>>>>>
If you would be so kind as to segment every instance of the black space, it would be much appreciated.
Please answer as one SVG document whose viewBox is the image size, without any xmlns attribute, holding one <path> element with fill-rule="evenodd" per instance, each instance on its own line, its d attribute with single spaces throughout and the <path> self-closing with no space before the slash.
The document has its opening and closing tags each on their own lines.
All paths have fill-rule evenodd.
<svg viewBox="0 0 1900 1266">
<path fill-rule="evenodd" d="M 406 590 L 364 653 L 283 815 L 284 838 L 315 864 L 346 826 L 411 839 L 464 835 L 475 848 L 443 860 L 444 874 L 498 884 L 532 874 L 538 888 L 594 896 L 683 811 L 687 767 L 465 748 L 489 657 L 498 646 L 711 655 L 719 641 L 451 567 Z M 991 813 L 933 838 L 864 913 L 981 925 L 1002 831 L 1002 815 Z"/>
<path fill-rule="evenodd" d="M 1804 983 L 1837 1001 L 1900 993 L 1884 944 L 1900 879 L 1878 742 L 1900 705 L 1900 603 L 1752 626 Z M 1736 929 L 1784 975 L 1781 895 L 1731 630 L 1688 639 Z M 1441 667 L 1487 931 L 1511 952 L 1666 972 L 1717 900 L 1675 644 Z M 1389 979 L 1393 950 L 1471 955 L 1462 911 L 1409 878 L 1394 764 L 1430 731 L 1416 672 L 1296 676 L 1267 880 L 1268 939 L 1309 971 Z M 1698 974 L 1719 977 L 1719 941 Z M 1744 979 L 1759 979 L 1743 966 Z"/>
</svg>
<<<<<
▸ TASK DESCRIPTION: Keeping each word as given, write out the material above.

▸ PROBLEM SOLUTION:
If you would be so kind as to segment every instance of the black space, it would be much appreciated.
Please answer as one SVG document whose viewBox is the image size, without any xmlns attribute, holding one <path> element with fill-rule="evenodd" per instance, each instance on its own line, its d attribute with single spaces throughout and the <path> self-closing with no space before the slash.
The document has its opening and closing tags each on their own lines.
All paths have fill-rule evenodd.
<svg viewBox="0 0 1900 1266">
<path fill-rule="evenodd" d="M 406 590 L 364 653 L 283 815 L 284 838 L 315 864 L 346 826 L 411 839 L 464 835 L 475 848 L 443 860 L 444 874 L 498 884 L 532 874 L 538 888 L 594 896 L 683 811 L 687 767 L 465 748 L 489 657 L 498 646 L 711 655 L 719 641 L 451 567 Z M 991 813 L 933 838 L 864 913 L 981 925 L 1002 831 L 1002 815 Z"/>
<path fill-rule="evenodd" d="M 1804 983 L 1837 1001 L 1900 993 L 1884 944 L 1900 879 L 1878 742 L 1900 705 L 1900 603 L 1752 626 Z M 1736 929 L 1784 975 L 1781 895 L 1731 630 L 1688 639 Z M 1441 667 L 1487 931 L 1511 952 L 1666 972 L 1717 900 L 1675 644 Z M 1389 979 L 1393 950 L 1471 955 L 1462 911 L 1409 878 L 1394 764 L 1430 731 L 1416 672 L 1296 676 L 1267 880 L 1268 939 L 1309 971 Z M 1698 974 L 1719 977 L 1719 941 Z M 1744 979 L 1759 979 L 1743 966 Z"/>
</svg>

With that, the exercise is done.